* _Work required_:
Return the rows from the line containing "woman in boat?" through the line containing "M364 221L374 221L375", copying them without any changes.

======

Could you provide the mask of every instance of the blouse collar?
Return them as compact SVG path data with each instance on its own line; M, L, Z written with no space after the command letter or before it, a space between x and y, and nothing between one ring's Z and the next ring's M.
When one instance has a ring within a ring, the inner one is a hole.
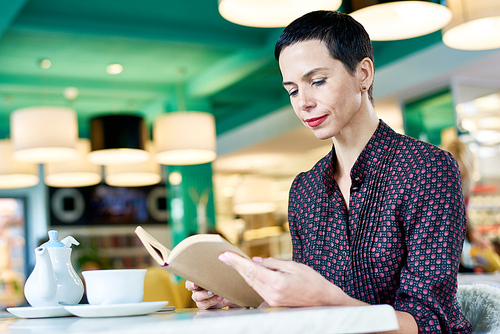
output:
M379 161L384 160L389 152L389 144L394 139L395 132L384 121L380 120L377 129L363 148L351 169L352 186L359 187L365 176L372 171ZM323 171L323 183L330 193L334 185L334 172L337 156L335 155L335 145L325 157Z

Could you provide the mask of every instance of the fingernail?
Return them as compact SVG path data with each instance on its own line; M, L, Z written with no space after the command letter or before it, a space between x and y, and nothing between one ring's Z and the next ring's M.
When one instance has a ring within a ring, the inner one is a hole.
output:
M231 263L229 263L229 256L227 253L222 253L221 255L219 255L219 260L221 260L222 262L224 262L225 264L227 264L228 266L231 266Z

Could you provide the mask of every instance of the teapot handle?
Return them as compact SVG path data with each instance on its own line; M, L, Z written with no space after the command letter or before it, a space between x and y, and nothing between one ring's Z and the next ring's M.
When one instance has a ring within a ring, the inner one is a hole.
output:
M35 249L38 268L37 287L40 298L46 301L52 300L57 292L57 282L49 251L45 247Z

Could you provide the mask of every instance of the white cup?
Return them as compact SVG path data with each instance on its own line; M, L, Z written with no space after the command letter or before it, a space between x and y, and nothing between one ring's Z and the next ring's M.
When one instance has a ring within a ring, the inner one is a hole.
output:
M82 272L91 305L140 303L146 269L107 269Z

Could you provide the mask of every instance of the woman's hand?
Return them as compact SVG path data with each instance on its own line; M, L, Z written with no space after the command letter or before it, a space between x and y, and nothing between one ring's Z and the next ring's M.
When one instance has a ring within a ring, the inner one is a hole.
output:
M196 303L196 306L201 310L209 308L223 308L226 306L240 307L227 299L213 294L211 291L203 289L191 281L186 281L186 289L192 292L191 298Z
M219 260L234 267L269 306L365 305L304 264L260 257L250 261L231 252Z

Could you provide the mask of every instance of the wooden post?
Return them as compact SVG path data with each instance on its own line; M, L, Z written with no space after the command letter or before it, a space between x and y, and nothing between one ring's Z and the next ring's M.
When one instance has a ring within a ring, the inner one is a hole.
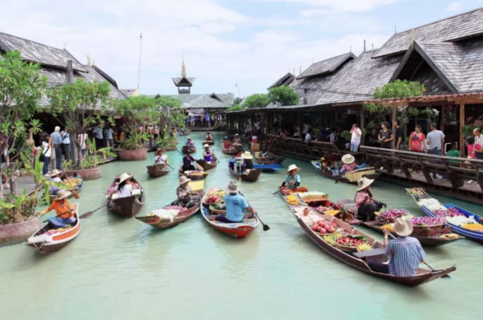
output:
M463 126L464 125L464 103L459 104L459 151L461 156L464 156L464 137L463 135Z

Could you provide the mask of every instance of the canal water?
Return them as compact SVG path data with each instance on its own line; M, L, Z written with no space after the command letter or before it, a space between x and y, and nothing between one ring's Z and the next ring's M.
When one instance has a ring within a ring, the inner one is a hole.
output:
M199 158L204 135L192 136ZM180 145L185 137L180 137ZM207 189L230 180L221 137L215 135L220 164L209 171ZM181 155L168 154L177 169ZM85 183L80 212L102 205L114 175L125 172L146 191L139 214L171 202L178 173L149 178L145 166L153 158L151 152L144 162L103 165L102 179ZM291 163L302 168L302 184L310 190L333 199L353 197L355 186L336 184L307 163L289 158L283 167ZM457 269L451 278L417 288L372 277L331 258L305 235L281 198L272 195L283 174L264 173L258 183L241 183L271 228L264 232L260 225L246 239L218 233L199 215L158 231L103 208L83 220L78 237L54 254L41 256L22 244L0 247L0 318L481 318L483 246L463 240L426 249L434 267ZM401 187L376 181L373 190L391 207L422 214ZM479 206L437 198L481 212Z

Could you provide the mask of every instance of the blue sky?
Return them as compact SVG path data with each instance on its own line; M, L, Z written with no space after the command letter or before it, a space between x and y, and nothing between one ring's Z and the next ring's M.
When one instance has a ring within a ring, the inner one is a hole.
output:
M264 93L289 70L377 47L394 32L478 7L483 0L0 0L0 31L89 55L120 88L177 91L185 55L193 93ZM239 86L235 88L235 84Z

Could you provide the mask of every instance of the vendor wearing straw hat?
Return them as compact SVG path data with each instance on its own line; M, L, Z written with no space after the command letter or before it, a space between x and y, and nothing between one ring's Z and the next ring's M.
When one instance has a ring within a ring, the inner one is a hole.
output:
M71 193L64 190L59 190L57 196L50 206L43 211L39 212L39 214L45 214L52 210L55 210L56 217L49 218L47 221L49 224L54 228L63 228L75 222L74 217L74 208L70 201L67 199Z
M396 277L416 276L419 263L424 262L426 254L418 239L409 236L413 233L413 223L411 220L397 218L393 229L399 236L388 243L387 230L384 230L384 253L389 259L389 263L370 260L368 264L375 271Z
M376 211L379 211L384 205L372 198L371 185L374 182L373 179L365 177L357 181L357 192L356 192L355 201L357 208L357 217L363 221L373 221L375 219Z
M195 204L191 198L193 193L191 190L191 187L188 185L188 182L191 181L191 179L185 176L182 176L180 177L178 188L176 188L176 196L178 197L178 203L185 208L191 208Z
M280 187L283 193L291 194L295 192L305 192L308 190L306 187L300 186L300 176L297 173L301 170L295 165L290 165L288 167L287 176Z

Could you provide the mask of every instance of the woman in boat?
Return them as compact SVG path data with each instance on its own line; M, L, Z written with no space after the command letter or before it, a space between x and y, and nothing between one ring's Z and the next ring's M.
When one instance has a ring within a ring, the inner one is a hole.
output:
M154 164L156 165L163 165L163 166L168 166L168 155L163 154L163 149L158 149L154 152Z
M364 221L374 221L375 219L375 212L381 209L383 204L372 198L371 185L373 179L365 177L357 181L357 192L355 201L357 209L357 218Z
M194 205L194 202L191 198L193 193L188 183L191 181L185 176L180 177L176 188L176 196L178 197L178 203L185 208L191 208Z
M228 185L228 191L229 194L223 198L226 206L226 213L224 215L217 215L215 217L215 220L225 223L236 223L243 221L245 210L252 213L252 216L257 214L257 211L250 206L245 197L238 193L236 182L230 181Z
M215 154L210 150L210 146L208 144L205 144L203 146L204 150L203 150L203 157L206 162L211 162L215 158Z
M183 171L194 171L196 170L195 166L193 166L192 162L195 161L194 158L191 156L191 153L188 152L183 157Z
M424 262L426 255L418 239L409 236L413 233L411 220L396 219L393 228L398 236L388 243L387 230L384 230L384 253L389 258L389 263L369 260L368 264L374 271L391 274L395 277L416 276L420 262Z
M287 175L279 188L283 193L291 194L295 192L305 192L308 190L306 187L300 186L300 176L297 173L301 170L295 165L289 166Z
M55 210L56 217L49 218L47 221L53 228L63 228L72 224L76 222L74 217L74 208L70 201L67 199L71 194L70 192L64 190L59 190L54 201L50 206L43 211L39 212L39 214L43 215L52 210Z

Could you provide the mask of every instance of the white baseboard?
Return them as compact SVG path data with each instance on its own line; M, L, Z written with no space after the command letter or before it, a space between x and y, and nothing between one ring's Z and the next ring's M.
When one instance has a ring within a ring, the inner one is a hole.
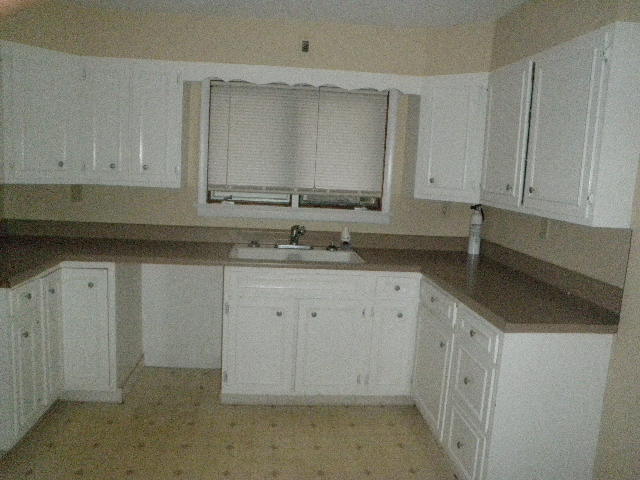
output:
M115 390L65 390L60 394L60 400L69 402L107 402L122 403L122 389Z
M220 402L231 405L413 405L404 395L250 395L223 393Z

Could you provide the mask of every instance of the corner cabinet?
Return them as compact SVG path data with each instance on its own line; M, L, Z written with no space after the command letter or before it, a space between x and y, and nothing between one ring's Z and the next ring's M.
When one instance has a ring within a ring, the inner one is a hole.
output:
M640 24L623 22L492 73L481 201L628 228L639 76Z
M487 74L422 80L414 197L478 203Z
M227 267L222 399L407 403L419 275Z
M132 345L142 338L117 337L116 269L63 262L0 289L0 450L15 445L58 399L122 401L124 382L117 379L133 369L123 358L140 360L141 347L136 352ZM119 278L137 278L129 276ZM127 292L118 300L124 307L134 296ZM142 324L132 314L125 321Z
M10 42L0 55L6 183L180 187L179 69Z
M425 279L413 396L460 480L591 480L613 335L504 333Z

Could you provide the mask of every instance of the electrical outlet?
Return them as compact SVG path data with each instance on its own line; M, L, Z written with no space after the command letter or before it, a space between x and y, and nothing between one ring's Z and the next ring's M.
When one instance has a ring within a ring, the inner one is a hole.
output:
M540 229L538 230L538 238L540 240L546 240L549 237L549 219L543 218L540 221Z

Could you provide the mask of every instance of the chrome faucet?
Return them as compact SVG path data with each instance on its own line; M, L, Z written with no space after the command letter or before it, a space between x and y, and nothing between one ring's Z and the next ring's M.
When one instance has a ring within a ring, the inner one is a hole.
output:
M289 244L290 245L298 245L300 241L300 237L306 233L307 229L304 228L304 225L294 225L291 227L291 232L289 233Z

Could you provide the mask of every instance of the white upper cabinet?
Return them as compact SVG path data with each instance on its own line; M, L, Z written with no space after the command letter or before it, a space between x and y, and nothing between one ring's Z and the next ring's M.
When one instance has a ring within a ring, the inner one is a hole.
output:
M180 186L181 118L180 73L166 69L134 69L130 179L142 186Z
M178 68L4 42L2 75L7 183L180 187Z
M494 72L482 202L628 228L640 154L638 78L640 24L620 22Z
M69 55L25 46L3 49L2 63L6 181L66 183L79 172L70 155L78 64Z
M586 217L594 167L603 69L603 32L536 55L524 206Z
M86 61L79 112L78 160L89 182L122 182L128 177L130 71L100 60Z
M486 96L484 73L423 80L416 198L479 201Z
M515 208L522 198L532 66L527 59L489 76L483 203Z

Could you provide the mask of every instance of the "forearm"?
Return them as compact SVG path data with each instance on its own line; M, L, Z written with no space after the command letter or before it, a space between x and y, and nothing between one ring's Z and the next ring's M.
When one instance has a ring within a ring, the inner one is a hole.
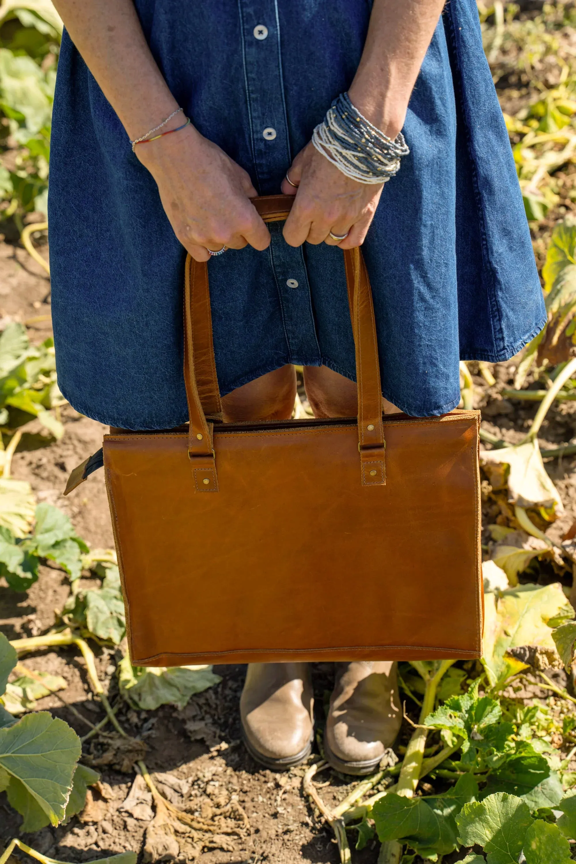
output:
M364 53L348 91L389 137L402 129L424 55L446 0L374 0Z
M132 0L54 4L131 139L179 107L144 39Z

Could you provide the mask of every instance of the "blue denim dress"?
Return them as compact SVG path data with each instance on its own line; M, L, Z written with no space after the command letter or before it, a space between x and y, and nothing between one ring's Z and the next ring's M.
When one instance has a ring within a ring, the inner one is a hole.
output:
M193 123L280 191L292 158L356 72L370 0L135 0L168 84ZM264 134L264 130L266 134ZM273 130L273 133L269 131ZM459 360L504 360L545 311L476 0L451 0L410 100L411 154L364 245L384 397L414 416L459 401ZM49 193L58 379L77 410L112 426L187 420L185 252L152 176L65 34ZM287 363L355 378L342 252L269 249L209 264L222 395Z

======

* _Answer to the task_:
Could you provide the mask of every instance of the woman in boat?
Return them as compact SVG path data with each instance on its own line; M, L, Z written with no space after the command letter or before it, a space between x and y, and nothing between one ring's Z and the next ring's M.
When one instance has a ring within a ring, the inner one is a hole.
output:
M154 164L156 165L163 165L163 166L168 166L168 155L163 154L163 149L158 149L154 152Z
M364 221L374 221L375 219L375 212L381 209L383 204L372 198L371 185L373 179L365 177L357 181L357 192L355 201L357 209L357 218Z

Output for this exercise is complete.